__Task to carry out__
Your output should be the line that contains "Draw the outline of every instance of the yellow" and all lines after it in the records, retyped exactly through the last one.

__Recorded information__

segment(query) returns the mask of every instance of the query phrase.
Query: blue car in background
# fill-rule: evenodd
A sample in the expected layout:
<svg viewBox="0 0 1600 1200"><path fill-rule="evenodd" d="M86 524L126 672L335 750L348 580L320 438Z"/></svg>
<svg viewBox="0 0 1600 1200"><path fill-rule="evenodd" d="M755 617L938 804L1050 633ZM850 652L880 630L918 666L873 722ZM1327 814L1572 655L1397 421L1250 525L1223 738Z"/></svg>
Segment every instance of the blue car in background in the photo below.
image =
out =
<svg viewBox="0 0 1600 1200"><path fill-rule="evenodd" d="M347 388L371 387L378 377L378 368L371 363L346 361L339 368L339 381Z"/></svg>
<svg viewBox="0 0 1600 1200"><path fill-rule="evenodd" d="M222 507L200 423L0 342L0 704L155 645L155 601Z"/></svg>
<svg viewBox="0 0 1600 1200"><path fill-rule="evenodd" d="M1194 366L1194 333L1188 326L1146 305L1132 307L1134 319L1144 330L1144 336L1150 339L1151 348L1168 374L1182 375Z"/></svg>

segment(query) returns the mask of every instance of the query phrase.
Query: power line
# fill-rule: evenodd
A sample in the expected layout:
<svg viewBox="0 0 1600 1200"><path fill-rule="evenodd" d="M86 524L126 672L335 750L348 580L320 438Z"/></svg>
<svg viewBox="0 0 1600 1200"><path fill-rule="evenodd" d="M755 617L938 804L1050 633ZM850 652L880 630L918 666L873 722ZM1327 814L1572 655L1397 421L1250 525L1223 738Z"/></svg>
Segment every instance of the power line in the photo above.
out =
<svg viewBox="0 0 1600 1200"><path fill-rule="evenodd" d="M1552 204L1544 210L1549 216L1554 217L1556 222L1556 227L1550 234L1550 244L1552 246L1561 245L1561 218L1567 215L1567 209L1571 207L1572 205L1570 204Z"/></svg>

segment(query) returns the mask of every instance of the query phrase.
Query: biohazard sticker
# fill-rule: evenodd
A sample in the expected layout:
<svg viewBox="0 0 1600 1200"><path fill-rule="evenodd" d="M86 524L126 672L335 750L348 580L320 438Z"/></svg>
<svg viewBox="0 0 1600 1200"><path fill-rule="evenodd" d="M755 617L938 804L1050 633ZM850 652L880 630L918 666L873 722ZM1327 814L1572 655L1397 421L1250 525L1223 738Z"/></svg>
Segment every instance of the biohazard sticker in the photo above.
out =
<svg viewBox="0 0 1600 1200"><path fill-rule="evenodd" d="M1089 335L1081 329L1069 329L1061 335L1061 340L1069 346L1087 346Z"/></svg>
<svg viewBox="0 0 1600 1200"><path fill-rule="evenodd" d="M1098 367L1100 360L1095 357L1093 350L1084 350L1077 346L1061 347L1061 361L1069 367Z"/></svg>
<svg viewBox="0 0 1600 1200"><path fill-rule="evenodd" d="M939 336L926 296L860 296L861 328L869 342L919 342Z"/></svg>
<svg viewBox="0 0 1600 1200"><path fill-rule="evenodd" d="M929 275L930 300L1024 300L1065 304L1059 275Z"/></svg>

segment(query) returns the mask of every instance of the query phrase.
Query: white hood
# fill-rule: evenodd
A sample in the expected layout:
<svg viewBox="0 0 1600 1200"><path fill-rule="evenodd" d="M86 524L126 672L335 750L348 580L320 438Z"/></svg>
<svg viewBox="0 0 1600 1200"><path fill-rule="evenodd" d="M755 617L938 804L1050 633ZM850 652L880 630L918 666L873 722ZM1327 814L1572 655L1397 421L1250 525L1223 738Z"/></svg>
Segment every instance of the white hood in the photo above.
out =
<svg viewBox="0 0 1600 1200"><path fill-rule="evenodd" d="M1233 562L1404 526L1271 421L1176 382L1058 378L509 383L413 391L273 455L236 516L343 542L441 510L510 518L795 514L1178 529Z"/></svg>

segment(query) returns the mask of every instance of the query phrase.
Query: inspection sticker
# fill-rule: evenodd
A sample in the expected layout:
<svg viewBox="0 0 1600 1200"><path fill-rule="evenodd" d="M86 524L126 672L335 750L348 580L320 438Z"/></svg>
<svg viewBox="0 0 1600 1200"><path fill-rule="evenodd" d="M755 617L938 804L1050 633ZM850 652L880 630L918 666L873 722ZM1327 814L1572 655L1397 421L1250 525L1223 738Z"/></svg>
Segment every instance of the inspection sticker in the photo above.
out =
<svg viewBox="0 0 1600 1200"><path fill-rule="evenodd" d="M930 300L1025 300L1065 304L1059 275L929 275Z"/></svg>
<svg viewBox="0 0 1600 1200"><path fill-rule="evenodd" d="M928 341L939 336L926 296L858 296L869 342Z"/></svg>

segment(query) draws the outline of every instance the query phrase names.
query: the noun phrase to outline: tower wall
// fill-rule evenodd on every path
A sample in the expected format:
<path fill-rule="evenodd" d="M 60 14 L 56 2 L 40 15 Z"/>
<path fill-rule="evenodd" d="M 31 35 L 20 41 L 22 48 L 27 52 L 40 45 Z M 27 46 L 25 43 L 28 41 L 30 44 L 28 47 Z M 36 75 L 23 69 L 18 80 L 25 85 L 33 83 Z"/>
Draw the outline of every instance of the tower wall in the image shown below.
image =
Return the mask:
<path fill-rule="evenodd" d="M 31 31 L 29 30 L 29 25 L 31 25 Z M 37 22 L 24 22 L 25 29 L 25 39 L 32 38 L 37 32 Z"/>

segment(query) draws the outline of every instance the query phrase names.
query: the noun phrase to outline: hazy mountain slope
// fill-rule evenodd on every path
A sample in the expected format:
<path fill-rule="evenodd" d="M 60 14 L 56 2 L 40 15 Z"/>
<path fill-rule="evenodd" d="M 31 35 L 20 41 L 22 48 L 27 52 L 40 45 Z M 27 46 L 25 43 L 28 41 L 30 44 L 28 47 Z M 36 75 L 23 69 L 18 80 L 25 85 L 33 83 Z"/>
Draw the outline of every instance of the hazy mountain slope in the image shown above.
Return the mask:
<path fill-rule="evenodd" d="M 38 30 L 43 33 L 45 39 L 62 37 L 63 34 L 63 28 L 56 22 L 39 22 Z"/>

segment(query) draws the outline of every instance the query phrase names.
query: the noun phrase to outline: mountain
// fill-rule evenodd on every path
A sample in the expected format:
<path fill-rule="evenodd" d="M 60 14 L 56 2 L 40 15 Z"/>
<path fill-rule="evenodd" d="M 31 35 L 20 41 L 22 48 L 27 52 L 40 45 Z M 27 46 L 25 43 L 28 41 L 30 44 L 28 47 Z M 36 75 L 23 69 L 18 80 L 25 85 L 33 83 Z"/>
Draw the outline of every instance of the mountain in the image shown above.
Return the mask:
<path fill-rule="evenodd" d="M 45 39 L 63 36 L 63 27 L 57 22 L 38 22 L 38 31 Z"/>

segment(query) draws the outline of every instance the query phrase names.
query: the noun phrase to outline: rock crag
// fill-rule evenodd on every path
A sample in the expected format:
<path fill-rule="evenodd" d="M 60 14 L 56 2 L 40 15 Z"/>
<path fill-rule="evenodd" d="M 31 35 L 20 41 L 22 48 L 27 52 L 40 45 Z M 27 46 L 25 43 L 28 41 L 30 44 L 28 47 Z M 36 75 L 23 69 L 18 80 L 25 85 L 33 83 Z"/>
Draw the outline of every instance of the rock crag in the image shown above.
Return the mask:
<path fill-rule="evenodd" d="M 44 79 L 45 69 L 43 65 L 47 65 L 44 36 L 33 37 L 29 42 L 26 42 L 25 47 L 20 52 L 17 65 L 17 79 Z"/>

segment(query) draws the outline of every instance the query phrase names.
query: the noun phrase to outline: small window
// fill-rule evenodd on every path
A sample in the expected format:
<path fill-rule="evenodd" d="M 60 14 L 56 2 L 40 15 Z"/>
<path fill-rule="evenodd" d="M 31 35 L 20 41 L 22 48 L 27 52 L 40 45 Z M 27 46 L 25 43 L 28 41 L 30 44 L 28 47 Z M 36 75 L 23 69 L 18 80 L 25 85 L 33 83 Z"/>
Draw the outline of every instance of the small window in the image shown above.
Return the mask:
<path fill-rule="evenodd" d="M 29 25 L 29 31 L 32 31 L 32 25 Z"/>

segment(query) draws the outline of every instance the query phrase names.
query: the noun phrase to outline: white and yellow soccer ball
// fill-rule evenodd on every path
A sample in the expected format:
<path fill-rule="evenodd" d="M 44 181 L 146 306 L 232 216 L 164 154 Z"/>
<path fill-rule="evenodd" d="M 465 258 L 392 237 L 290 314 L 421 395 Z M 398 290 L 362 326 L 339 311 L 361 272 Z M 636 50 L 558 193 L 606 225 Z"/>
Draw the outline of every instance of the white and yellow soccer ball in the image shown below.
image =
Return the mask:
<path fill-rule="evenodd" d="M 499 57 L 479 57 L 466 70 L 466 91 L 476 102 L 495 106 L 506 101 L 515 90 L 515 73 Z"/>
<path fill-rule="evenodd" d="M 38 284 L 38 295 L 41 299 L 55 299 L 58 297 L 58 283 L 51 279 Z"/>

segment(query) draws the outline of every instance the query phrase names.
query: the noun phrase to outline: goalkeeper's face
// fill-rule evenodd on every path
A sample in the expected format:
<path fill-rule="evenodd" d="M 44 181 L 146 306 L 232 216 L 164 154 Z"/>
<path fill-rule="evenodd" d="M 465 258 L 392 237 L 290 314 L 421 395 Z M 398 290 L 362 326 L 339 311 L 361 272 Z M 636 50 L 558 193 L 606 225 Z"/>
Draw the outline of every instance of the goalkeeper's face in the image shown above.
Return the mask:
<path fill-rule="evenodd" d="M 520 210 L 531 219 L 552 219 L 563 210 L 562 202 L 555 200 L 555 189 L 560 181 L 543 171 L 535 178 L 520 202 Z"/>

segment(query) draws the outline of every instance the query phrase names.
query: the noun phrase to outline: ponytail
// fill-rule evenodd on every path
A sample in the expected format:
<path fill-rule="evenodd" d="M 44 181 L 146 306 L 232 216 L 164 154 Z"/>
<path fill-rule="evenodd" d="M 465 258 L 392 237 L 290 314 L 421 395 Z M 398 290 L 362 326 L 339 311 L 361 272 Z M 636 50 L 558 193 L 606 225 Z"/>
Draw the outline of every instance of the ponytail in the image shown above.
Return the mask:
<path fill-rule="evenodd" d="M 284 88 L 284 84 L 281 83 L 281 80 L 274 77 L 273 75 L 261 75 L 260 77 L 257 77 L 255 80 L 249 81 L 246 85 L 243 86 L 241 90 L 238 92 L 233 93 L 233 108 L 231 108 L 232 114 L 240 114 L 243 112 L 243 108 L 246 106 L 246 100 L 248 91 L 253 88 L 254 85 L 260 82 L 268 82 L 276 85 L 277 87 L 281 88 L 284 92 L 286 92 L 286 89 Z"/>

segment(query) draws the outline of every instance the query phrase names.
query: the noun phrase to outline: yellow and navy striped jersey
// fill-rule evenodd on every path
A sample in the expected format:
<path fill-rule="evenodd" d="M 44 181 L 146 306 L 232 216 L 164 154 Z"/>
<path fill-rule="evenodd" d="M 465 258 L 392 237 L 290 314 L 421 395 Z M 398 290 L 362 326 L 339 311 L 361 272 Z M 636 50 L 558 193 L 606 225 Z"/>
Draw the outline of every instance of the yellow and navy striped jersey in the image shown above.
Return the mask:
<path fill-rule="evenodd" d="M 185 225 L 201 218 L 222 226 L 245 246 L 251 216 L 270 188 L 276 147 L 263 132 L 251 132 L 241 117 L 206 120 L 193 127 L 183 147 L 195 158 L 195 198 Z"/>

__Output for this exercise__
Draw the outline of every instance of the yellow and navy striped jersey in the image shown above.
Return the mask:
<path fill-rule="evenodd" d="M 185 225 L 201 218 L 222 226 L 245 246 L 251 216 L 270 188 L 276 147 L 263 132 L 251 132 L 241 117 L 206 120 L 193 127 L 183 147 L 195 158 L 195 198 Z"/>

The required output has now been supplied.